WHAT YOU HAVE TO DO:
Copy every entry below, exactly and in full.
== LISTED ENTRIES
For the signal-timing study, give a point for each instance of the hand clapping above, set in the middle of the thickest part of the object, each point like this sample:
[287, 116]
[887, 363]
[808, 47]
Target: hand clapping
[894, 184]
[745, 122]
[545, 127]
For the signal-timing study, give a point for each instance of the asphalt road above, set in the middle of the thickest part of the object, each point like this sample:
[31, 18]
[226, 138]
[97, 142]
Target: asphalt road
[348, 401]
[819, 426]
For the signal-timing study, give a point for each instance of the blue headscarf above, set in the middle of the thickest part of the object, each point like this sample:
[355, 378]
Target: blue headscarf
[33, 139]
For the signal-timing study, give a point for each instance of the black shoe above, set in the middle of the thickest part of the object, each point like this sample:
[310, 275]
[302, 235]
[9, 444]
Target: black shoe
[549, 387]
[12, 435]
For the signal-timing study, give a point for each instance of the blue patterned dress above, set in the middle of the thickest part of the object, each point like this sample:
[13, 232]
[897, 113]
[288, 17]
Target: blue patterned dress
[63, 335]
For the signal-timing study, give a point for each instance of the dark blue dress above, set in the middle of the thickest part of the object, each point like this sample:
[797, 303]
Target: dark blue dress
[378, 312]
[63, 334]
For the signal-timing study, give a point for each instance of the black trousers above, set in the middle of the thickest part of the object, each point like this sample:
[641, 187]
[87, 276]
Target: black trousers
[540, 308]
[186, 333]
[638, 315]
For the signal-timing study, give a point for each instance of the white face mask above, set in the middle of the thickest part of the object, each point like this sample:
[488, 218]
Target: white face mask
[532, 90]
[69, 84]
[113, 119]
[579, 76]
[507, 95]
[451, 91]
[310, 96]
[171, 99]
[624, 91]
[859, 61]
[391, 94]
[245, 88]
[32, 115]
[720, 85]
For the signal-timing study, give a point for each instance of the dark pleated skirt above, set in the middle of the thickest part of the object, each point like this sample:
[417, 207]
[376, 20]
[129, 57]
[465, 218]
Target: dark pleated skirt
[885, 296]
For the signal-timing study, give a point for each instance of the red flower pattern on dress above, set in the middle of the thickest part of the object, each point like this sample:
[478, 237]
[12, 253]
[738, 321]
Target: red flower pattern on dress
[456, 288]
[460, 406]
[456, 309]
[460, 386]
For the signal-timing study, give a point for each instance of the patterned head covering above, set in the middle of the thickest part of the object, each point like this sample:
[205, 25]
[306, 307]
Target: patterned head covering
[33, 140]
====
TASK RESPONSE:
For the signal-timing study, give a point for each instance of the hand clapping above, set in the middle of the thickest part of the object, each point like this sample:
[287, 116]
[887, 363]
[808, 47]
Target: hand clapping
[894, 184]
[745, 122]
[545, 127]
For the signal-timing study, give a point for each instance of the asphalt road above, set in the middle of the thickest part of the object, each point like this sample:
[31, 18]
[226, 138]
[97, 142]
Target: asphalt road
[348, 401]
[819, 426]
For the signal-timing study, give a point for each instance of the blue headscarf above, set in the middle of the thickest part of the object, each point like this sample:
[355, 378]
Target: blue headscarf
[33, 139]
For the signal-timing study, give a point for each instance of the black shoe above, set in the middle of the thickest part of the object, each point like this sample:
[310, 275]
[302, 235]
[9, 444]
Target: black shoe
[549, 387]
[12, 435]
For the signal-timing study, give a point for each instance of the blue patterned dress above, set in the middle of the thickest part of the object, each point like this sample:
[13, 232]
[897, 113]
[288, 17]
Target: blue patterned dress
[63, 335]
For the signal-timing study, give a point for each instance of the dark blue dress above, set in the middle of the thickest part of the object, each point like this sample:
[797, 303]
Target: dark blue dress
[378, 312]
[63, 334]
For the signal-timing study, give a point for each instance of the black trousers above, set in the middle of the thickest part of the object, each point like this sample:
[641, 187]
[87, 276]
Target: black trousers
[540, 308]
[186, 333]
[638, 315]
For the signal-timing study, give a point for each instance of the white face mask above, set in the middle of the thickest part of the object, each point like this sample:
[488, 218]
Target: white face mask
[532, 90]
[69, 84]
[113, 119]
[579, 76]
[507, 95]
[451, 91]
[310, 96]
[171, 99]
[624, 91]
[859, 61]
[391, 94]
[245, 88]
[32, 115]
[720, 85]
For the signal-timing study, give a point for each instance of the dark pleated skirt above, set in the middle of the thickest part of the object, each point like this sample:
[417, 207]
[376, 20]
[129, 57]
[465, 218]
Target: dark pleated skirt
[885, 296]
For the signal-timing study, give a point for each instance of the red flower pattern on dress above, set in the middle of the thickest part of the object, each point like this sample:
[478, 237]
[12, 253]
[738, 321]
Target: red flower pattern on dress
[456, 288]
[460, 406]
[456, 309]
[460, 386]
For the signal-timing study, give a point for each instance of the patterned head covering above, set in the middle of the thickest part of the object, each point like this sample:
[205, 25]
[306, 307]
Target: patterned head covering
[33, 140]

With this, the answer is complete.